### TASK STATEMENT:
Identify each line below that contains the word "crest", and copy every such line in full.

### MATERIAL:
__________
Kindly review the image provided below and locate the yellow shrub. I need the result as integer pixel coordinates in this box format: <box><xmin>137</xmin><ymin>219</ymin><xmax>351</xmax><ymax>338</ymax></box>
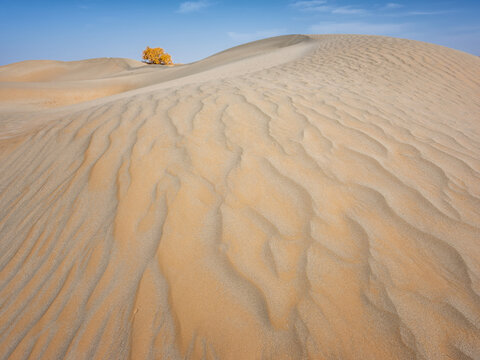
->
<box><xmin>142</xmin><ymin>46</ymin><xmax>173</xmax><ymax>65</ymax></box>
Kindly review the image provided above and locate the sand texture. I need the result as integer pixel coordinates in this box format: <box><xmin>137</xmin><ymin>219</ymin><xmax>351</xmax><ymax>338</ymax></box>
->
<box><xmin>0</xmin><ymin>35</ymin><xmax>480</xmax><ymax>360</ymax></box>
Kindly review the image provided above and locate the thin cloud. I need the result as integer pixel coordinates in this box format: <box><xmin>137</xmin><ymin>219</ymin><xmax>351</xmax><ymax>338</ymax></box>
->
<box><xmin>331</xmin><ymin>6</ymin><xmax>367</xmax><ymax>15</ymax></box>
<box><xmin>291</xmin><ymin>0</ymin><xmax>327</xmax><ymax>8</ymax></box>
<box><xmin>177</xmin><ymin>0</ymin><xmax>211</xmax><ymax>14</ymax></box>
<box><xmin>384</xmin><ymin>3</ymin><xmax>403</xmax><ymax>10</ymax></box>
<box><xmin>310</xmin><ymin>22</ymin><xmax>405</xmax><ymax>35</ymax></box>
<box><xmin>290</xmin><ymin>0</ymin><xmax>367</xmax><ymax>15</ymax></box>
<box><xmin>227</xmin><ymin>29</ymin><xmax>286</xmax><ymax>42</ymax></box>
<box><xmin>408</xmin><ymin>10</ymin><xmax>452</xmax><ymax>15</ymax></box>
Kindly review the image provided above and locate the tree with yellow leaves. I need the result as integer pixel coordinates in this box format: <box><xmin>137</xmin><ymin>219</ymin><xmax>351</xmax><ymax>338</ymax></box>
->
<box><xmin>142</xmin><ymin>46</ymin><xmax>173</xmax><ymax>65</ymax></box>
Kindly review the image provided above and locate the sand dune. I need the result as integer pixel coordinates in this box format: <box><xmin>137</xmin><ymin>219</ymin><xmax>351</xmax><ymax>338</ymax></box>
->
<box><xmin>0</xmin><ymin>35</ymin><xmax>480</xmax><ymax>359</ymax></box>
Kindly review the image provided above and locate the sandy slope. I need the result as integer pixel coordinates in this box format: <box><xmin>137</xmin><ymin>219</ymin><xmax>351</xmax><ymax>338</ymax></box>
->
<box><xmin>0</xmin><ymin>35</ymin><xmax>480</xmax><ymax>359</ymax></box>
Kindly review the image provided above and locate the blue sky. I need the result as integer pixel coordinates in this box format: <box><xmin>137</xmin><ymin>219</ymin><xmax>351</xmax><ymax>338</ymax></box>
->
<box><xmin>0</xmin><ymin>0</ymin><xmax>480</xmax><ymax>65</ymax></box>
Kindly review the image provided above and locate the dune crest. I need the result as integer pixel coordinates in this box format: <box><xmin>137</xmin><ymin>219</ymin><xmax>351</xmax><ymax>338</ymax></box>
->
<box><xmin>0</xmin><ymin>35</ymin><xmax>480</xmax><ymax>359</ymax></box>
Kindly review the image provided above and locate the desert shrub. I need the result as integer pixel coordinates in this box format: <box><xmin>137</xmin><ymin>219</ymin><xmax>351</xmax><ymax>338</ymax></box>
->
<box><xmin>142</xmin><ymin>46</ymin><xmax>173</xmax><ymax>65</ymax></box>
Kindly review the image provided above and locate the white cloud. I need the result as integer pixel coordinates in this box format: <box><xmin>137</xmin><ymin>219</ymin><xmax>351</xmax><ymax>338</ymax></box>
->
<box><xmin>291</xmin><ymin>0</ymin><xmax>367</xmax><ymax>15</ymax></box>
<box><xmin>408</xmin><ymin>10</ymin><xmax>451</xmax><ymax>15</ymax></box>
<box><xmin>291</xmin><ymin>0</ymin><xmax>327</xmax><ymax>8</ymax></box>
<box><xmin>384</xmin><ymin>3</ymin><xmax>403</xmax><ymax>9</ymax></box>
<box><xmin>177</xmin><ymin>0</ymin><xmax>210</xmax><ymax>14</ymax></box>
<box><xmin>310</xmin><ymin>22</ymin><xmax>405</xmax><ymax>35</ymax></box>
<box><xmin>227</xmin><ymin>29</ymin><xmax>286</xmax><ymax>42</ymax></box>
<box><xmin>332</xmin><ymin>6</ymin><xmax>366</xmax><ymax>15</ymax></box>
<box><xmin>290</xmin><ymin>0</ymin><xmax>331</xmax><ymax>11</ymax></box>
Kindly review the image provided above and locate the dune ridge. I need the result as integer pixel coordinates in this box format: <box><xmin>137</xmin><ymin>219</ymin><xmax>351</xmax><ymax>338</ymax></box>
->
<box><xmin>0</xmin><ymin>35</ymin><xmax>480</xmax><ymax>359</ymax></box>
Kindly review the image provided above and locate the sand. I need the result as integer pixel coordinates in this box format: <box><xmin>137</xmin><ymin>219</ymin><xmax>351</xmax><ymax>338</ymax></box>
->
<box><xmin>0</xmin><ymin>35</ymin><xmax>480</xmax><ymax>359</ymax></box>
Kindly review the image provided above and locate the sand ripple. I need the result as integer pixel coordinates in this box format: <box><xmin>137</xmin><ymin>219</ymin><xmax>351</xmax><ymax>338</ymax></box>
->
<box><xmin>0</xmin><ymin>35</ymin><xmax>480</xmax><ymax>359</ymax></box>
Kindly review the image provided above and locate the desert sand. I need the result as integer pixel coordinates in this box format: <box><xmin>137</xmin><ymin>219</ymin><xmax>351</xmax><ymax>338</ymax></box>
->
<box><xmin>0</xmin><ymin>35</ymin><xmax>480</xmax><ymax>359</ymax></box>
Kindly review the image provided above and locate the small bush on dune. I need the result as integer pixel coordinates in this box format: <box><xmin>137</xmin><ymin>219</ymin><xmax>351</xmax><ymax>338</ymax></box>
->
<box><xmin>142</xmin><ymin>46</ymin><xmax>173</xmax><ymax>65</ymax></box>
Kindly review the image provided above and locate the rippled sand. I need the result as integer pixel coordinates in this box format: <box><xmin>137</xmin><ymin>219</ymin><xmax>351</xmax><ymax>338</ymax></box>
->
<box><xmin>0</xmin><ymin>35</ymin><xmax>480</xmax><ymax>359</ymax></box>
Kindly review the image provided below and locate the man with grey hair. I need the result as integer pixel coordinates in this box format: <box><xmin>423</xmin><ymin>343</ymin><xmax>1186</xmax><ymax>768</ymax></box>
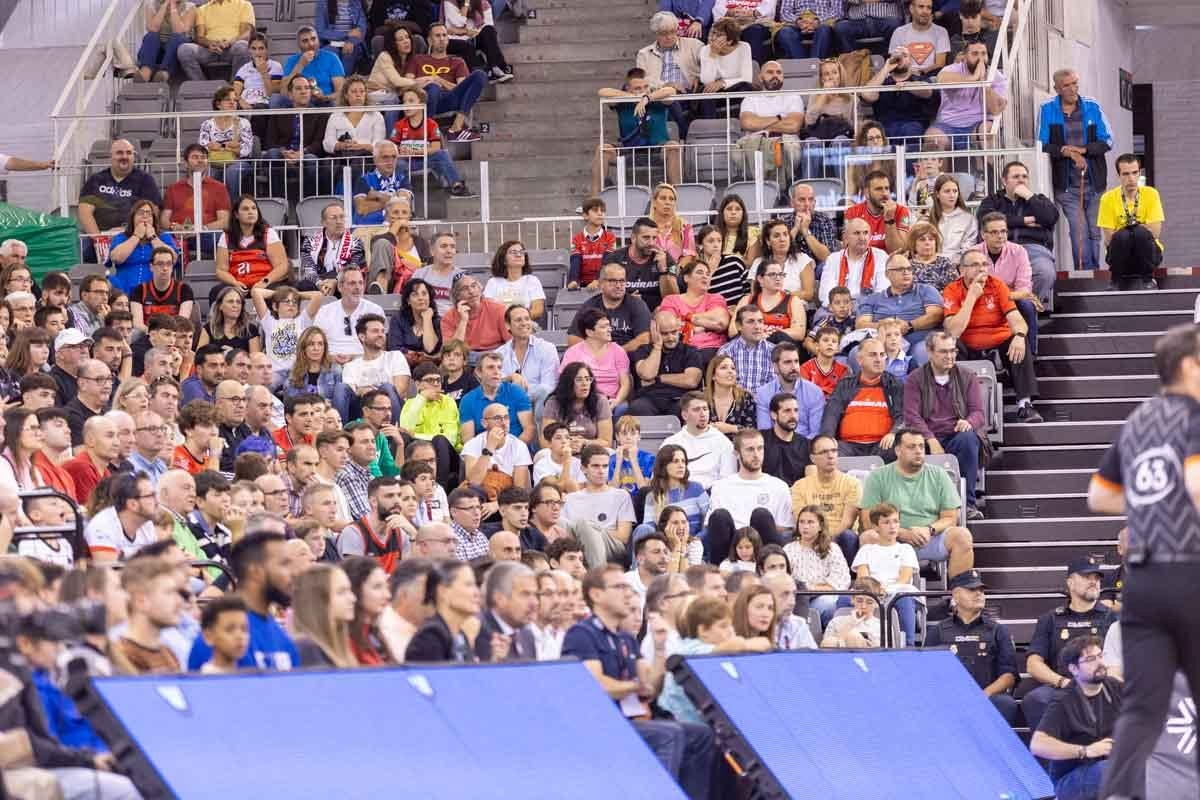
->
<box><xmin>637</xmin><ymin>10</ymin><xmax>713</xmax><ymax>139</ymax></box>
<box><xmin>354</xmin><ymin>139</ymin><xmax>412</xmax><ymax>225</ymax></box>
<box><xmin>298</xmin><ymin>203</ymin><xmax>367</xmax><ymax>294</ymax></box>
<box><xmin>475</xmin><ymin>561</ymin><xmax>538</xmax><ymax>661</ymax></box>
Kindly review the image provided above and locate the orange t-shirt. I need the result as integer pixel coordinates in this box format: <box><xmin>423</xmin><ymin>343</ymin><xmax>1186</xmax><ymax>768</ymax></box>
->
<box><xmin>942</xmin><ymin>275</ymin><xmax>1016</xmax><ymax>350</ymax></box>
<box><xmin>838</xmin><ymin>383</ymin><xmax>892</xmax><ymax>445</ymax></box>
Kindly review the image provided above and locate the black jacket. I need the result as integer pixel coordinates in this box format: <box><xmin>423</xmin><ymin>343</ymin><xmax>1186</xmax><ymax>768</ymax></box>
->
<box><xmin>977</xmin><ymin>191</ymin><xmax>1058</xmax><ymax>251</ymax></box>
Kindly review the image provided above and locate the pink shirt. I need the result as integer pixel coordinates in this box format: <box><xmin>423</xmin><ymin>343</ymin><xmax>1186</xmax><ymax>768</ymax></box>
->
<box><xmin>559</xmin><ymin>342</ymin><xmax>629</xmax><ymax>399</ymax></box>
<box><xmin>971</xmin><ymin>241</ymin><xmax>1033</xmax><ymax>297</ymax></box>
<box><xmin>659</xmin><ymin>291</ymin><xmax>730</xmax><ymax>350</ymax></box>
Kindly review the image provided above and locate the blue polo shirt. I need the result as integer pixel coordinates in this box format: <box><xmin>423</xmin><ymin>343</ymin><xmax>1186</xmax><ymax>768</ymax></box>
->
<box><xmin>458</xmin><ymin>381</ymin><xmax>533</xmax><ymax>437</ymax></box>
<box><xmin>858</xmin><ymin>283</ymin><xmax>942</xmax><ymax>344</ymax></box>
<box><xmin>563</xmin><ymin>615</ymin><xmax>638</xmax><ymax>680</ymax></box>
<box><xmin>283</xmin><ymin>49</ymin><xmax>346</xmax><ymax>95</ymax></box>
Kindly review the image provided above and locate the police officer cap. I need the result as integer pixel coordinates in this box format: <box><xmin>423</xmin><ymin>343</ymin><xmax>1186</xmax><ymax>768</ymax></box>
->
<box><xmin>950</xmin><ymin>570</ymin><xmax>986</xmax><ymax>589</ymax></box>
<box><xmin>1067</xmin><ymin>557</ymin><xmax>1104</xmax><ymax>576</ymax></box>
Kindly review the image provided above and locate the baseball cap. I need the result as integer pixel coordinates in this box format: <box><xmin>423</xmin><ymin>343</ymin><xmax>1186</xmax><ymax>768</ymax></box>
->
<box><xmin>949</xmin><ymin>570</ymin><xmax>988</xmax><ymax>589</ymax></box>
<box><xmin>54</xmin><ymin>327</ymin><xmax>91</xmax><ymax>350</ymax></box>
<box><xmin>1067</xmin><ymin>555</ymin><xmax>1104</xmax><ymax>577</ymax></box>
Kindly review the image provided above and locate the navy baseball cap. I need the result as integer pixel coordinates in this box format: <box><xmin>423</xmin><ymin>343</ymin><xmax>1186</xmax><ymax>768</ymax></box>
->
<box><xmin>1067</xmin><ymin>555</ymin><xmax>1104</xmax><ymax>577</ymax></box>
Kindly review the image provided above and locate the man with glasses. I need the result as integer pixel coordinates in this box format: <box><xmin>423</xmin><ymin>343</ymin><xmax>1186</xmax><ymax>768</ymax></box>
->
<box><xmin>904</xmin><ymin>331</ymin><xmax>989</xmax><ymax>522</ymax></box>
<box><xmin>851</xmin><ymin>253</ymin><xmax>942</xmax><ymax>365</ymax></box>
<box><xmin>942</xmin><ymin>249</ymin><xmax>1043</xmax><ymax>423</ymax></box>
<box><xmin>312</xmin><ymin>266</ymin><xmax>384</xmax><ymax>363</ymax></box>
<box><xmin>628</xmin><ymin>311</ymin><xmax>703</xmax><ymax>416</ymax></box>
<box><xmin>64</xmin><ymin>359</ymin><xmax>113</xmax><ymax>446</ymax></box>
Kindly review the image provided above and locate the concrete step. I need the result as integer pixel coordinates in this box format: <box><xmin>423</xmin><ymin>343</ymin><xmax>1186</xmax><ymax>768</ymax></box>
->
<box><xmin>1046</xmin><ymin>308</ymin><xmax>1193</xmax><ymax>333</ymax></box>
<box><xmin>1034</xmin><ymin>352</ymin><xmax>1154</xmax><ymax>378</ymax></box>
<box><xmin>1038</xmin><ymin>332</ymin><xmax>1158</xmax><ymax>359</ymax></box>
<box><xmin>1054</xmin><ymin>288</ymin><xmax>1196</xmax><ymax>314</ymax></box>
<box><xmin>971</xmin><ymin>468</ymin><xmax>1096</xmax><ymax>494</ymax></box>
<box><xmin>989</xmin><ymin>441</ymin><xmax>1109</xmax><ymax>474</ymax></box>
<box><xmin>1004</xmin><ymin>421</ymin><xmax>1122</xmax><ymax>446</ymax></box>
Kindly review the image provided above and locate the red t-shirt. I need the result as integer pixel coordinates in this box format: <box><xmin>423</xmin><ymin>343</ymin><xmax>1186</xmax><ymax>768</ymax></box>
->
<box><xmin>846</xmin><ymin>200</ymin><xmax>912</xmax><ymax>253</ymax></box>
<box><xmin>942</xmin><ymin>275</ymin><xmax>1016</xmax><ymax>350</ymax></box>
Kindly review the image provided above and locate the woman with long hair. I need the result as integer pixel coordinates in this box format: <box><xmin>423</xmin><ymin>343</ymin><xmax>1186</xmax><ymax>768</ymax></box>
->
<box><xmin>404</xmin><ymin>561</ymin><xmax>480</xmax><ymax>663</ymax></box>
<box><xmin>905</xmin><ymin>217</ymin><xmax>955</xmax><ymax>294</ymax></box>
<box><xmin>648</xmin><ymin>184</ymin><xmax>696</xmax><ymax>267</ymax></box>
<box><xmin>341</xmin><ymin>555</ymin><xmax>396</xmax><ymax>667</ymax></box>
<box><xmin>196</xmin><ymin>287</ymin><xmax>263</xmax><ymax>353</ymax></box>
<box><xmin>292</xmin><ymin>564</ymin><xmax>359</xmax><ymax>667</ymax></box>
<box><xmin>730</xmin><ymin>256</ymin><xmax>809</xmax><ymax>344</ymax></box>
<box><xmin>749</xmin><ymin>219</ymin><xmax>817</xmax><ymax>302</ymax></box>
<box><xmin>108</xmin><ymin>200</ymin><xmax>179</xmax><ymax>293</ymax></box>
<box><xmin>484</xmin><ymin>240</ymin><xmax>546</xmax><ymax>321</ymax></box>
<box><xmin>4</xmin><ymin>327</ymin><xmax>50</xmax><ymax>380</ymax></box>
<box><xmin>200</xmin><ymin>85</ymin><xmax>254</xmax><ymax>200</ymax></box>
<box><xmin>539</xmin><ymin>361</ymin><xmax>612</xmax><ymax>456</ymax></box>
<box><xmin>929</xmin><ymin>174</ymin><xmax>979</xmax><ymax>266</ymax></box>
<box><xmin>216</xmin><ymin>194</ymin><xmax>292</xmax><ymax>293</ymax></box>
<box><xmin>642</xmin><ymin>445</ymin><xmax>708</xmax><ymax>536</ymax></box>
<box><xmin>704</xmin><ymin>353</ymin><xmax>758</xmax><ymax>437</ymax></box>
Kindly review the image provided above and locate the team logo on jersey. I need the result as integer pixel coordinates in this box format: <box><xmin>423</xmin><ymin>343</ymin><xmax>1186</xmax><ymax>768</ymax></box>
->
<box><xmin>1126</xmin><ymin>445</ymin><xmax>1183</xmax><ymax>506</ymax></box>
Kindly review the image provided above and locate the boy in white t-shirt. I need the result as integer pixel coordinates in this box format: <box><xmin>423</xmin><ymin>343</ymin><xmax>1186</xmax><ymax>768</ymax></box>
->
<box><xmin>851</xmin><ymin>503</ymin><xmax>920</xmax><ymax>645</ymax></box>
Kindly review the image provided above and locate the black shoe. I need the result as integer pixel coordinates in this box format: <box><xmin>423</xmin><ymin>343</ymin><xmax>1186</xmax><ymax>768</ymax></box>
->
<box><xmin>1016</xmin><ymin>403</ymin><xmax>1045</xmax><ymax>423</ymax></box>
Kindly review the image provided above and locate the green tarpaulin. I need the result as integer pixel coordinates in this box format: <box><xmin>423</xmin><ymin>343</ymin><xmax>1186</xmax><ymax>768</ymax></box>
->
<box><xmin>0</xmin><ymin>203</ymin><xmax>79</xmax><ymax>279</ymax></box>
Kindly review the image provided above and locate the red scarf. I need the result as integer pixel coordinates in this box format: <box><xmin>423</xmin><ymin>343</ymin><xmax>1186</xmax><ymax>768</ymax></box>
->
<box><xmin>838</xmin><ymin>247</ymin><xmax>875</xmax><ymax>294</ymax></box>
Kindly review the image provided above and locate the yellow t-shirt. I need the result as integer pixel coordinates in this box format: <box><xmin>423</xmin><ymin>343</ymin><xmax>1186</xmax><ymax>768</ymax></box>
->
<box><xmin>1096</xmin><ymin>186</ymin><xmax>1166</xmax><ymax>247</ymax></box>
<box><xmin>792</xmin><ymin>467</ymin><xmax>863</xmax><ymax>536</ymax></box>
<box><xmin>196</xmin><ymin>0</ymin><xmax>254</xmax><ymax>42</ymax></box>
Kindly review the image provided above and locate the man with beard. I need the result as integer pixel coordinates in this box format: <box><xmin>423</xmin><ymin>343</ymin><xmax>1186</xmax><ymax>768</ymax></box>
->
<box><xmin>187</xmin><ymin>532</ymin><xmax>300</xmax><ymax>672</ymax></box>
<box><xmin>1021</xmin><ymin>558</ymin><xmax>1116</xmax><ymax>730</ymax></box>
<box><xmin>738</xmin><ymin>61</ymin><xmax>804</xmax><ymax>184</ymax></box>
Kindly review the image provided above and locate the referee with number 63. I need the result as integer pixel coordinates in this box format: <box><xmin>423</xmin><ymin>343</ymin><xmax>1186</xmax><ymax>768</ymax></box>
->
<box><xmin>1087</xmin><ymin>325</ymin><xmax>1200</xmax><ymax>799</ymax></box>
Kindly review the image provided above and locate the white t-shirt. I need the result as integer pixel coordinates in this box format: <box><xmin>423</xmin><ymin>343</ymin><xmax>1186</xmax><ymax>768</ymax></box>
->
<box><xmin>851</xmin><ymin>542</ymin><xmax>920</xmax><ymax>594</ymax></box>
<box><xmin>217</xmin><ymin>228</ymin><xmax>280</xmax><ymax>249</ymax></box>
<box><xmin>533</xmin><ymin>450</ymin><xmax>586</xmax><ymax>486</ymax></box>
<box><xmin>312</xmin><ymin>300</ymin><xmax>386</xmax><ymax>355</ymax></box>
<box><xmin>234</xmin><ymin>59</ymin><xmax>283</xmax><ymax>106</ymax></box>
<box><xmin>484</xmin><ymin>275</ymin><xmax>546</xmax><ymax>308</ymax></box>
<box><xmin>708</xmin><ymin>473</ymin><xmax>796</xmax><ymax>528</ymax></box>
<box><xmin>462</xmin><ymin>431</ymin><xmax>533</xmax><ymax>475</ymax></box>
<box><xmin>83</xmin><ymin>506</ymin><xmax>158</xmax><ymax>559</ymax></box>
<box><xmin>342</xmin><ymin>350</ymin><xmax>413</xmax><ymax>389</ymax></box>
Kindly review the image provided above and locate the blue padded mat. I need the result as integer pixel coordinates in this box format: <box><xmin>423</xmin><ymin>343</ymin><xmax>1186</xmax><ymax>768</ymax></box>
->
<box><xmin>683</xmin><ymin>650</ymin><xmax>1054</xmax><ymax>800</ymax></box>
<box><xmin>92</xmin><ymin>662</ymin><xmax>684</xmax><ymax>800</ymax></box>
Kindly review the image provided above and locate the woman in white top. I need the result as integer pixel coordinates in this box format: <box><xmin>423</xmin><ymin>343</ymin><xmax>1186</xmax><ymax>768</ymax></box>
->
<box><xmin>198</xmin><ymin>86</ymin><xmax>254</xmax><ymax>197</ymax></box>
<box><xmin>323</xmin><ymin>76</ymin><xmax>388</xmax><ymax>171</ymax></box>
<box><xmin>929</xmin><ymin>174</ymin><xmax>979</xmax><ymax>266</ymax></box>
<box><xmin>442</xmin><ymin>0</ymin><xmax>512</xmax><ymax>83</ymax></box>
<box><xmin>700</xmin><ymin>17</ymin><xmax>754</xmax><ymax>118</ymax></box>
<box><xmin>484</xmin><ymin>241</ymin><xmax>546</xmax><ymax>320</ymax></box>
<box><xmin>750</xmin><ymin>219</ymin><xmax>817</xmax><ymax>302</ymax></box>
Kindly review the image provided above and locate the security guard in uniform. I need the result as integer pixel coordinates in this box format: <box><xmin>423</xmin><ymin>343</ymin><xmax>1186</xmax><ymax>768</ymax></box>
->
<box><xmin>1021</xmin><ymin>558</ymin><xmax>1116</xmax><ymax>730</ymax></box>
<box><xmin>925</xmin><ymin>570</ymin><xmax>1019</xmax><ymax>726</ymax></box>
<box><xmin>1087</xmin><ymin>324</ymin><xmax>1200</xmax><ymax>800</ymax></box>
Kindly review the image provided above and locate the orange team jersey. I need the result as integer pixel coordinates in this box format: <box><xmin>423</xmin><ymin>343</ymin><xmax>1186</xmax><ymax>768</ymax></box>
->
<box><xmin>800</xmin><ymin>359</ymin><xmax>850</xmax><ymax>399</ymax></box>
<box><xmin>170</xmin><ymin>445</ymin><xmax>209</xmax><ymax>475</ymax></box>
<box><xmin>942</xmin><ymin>275</ymin><xmax>1016</xmax><ymax>350</ymax></box>
<box><xmin>838</xmin><ymin>384</ymin><xmax>892</xmax><ymax>445</ymax></box>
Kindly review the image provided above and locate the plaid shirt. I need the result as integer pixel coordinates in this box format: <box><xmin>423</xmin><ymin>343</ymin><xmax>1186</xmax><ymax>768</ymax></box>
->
<box><xmin>337</xmin><ymin>461</ymin><xmax>372</xmax><ymax>519</ymax></box>
<box><xmin>720</xmin><ymin>336</ymin><xmax>775</xmax><ymax>392</ymax></box>
<box><xmin>450</xmin><ymin>519</ymin><xmax>488</xmax><ymax>561</ymax></box>
<box><xmin>784</xmin><ymin>211</ymin><xmax>841</xmax><ymax>266</ymax></box>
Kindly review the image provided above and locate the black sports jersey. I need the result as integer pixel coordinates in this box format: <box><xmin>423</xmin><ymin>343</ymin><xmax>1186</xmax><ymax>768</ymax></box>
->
<box><xmin>1096</xmin><ymin>395</ymin><xmax>1200</xmax><ymax>564</ymax></box>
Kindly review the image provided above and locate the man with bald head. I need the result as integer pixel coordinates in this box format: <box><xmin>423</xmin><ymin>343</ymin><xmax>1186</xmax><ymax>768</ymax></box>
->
<box><xmin>65</xmin><ymin>359</ymin><xmax>113</xmax><ymax>446</ymax></box>
<box><xmin>629</xmin><ymin>309</ymin><xmax>700</xmax><ymax>416</ymax></box>
<box><xmin>817</xmin><ymin>217</ymin><xmax>888</xmax><ymax>306</ymax></box>
<box><xmin>62</xmin><ymin>416</ymin><xmax>120</xmax><ymax>505</ymax></box>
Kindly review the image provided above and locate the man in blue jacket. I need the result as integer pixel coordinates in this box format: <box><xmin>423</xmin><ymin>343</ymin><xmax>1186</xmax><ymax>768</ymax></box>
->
<box><xmin>1038</xmin><ymin>70</ymin><xmax>1112</xmax><ymax>270</ymax></box>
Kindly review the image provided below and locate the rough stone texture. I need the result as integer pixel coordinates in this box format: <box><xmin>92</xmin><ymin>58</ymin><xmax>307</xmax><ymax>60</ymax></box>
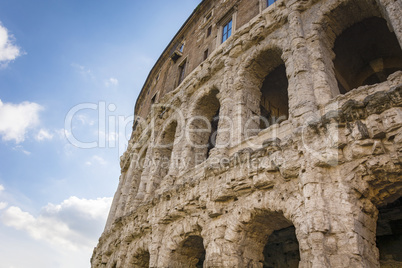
__________
### OUTPUT:
Kindly review the image provided above and locate the dune crest. I need the result as integer pixel coordinates in this box format: <box><xmin>137</xmin><ymin>219</ymin><xmax>351</xmax><ymax>338</ymax></box>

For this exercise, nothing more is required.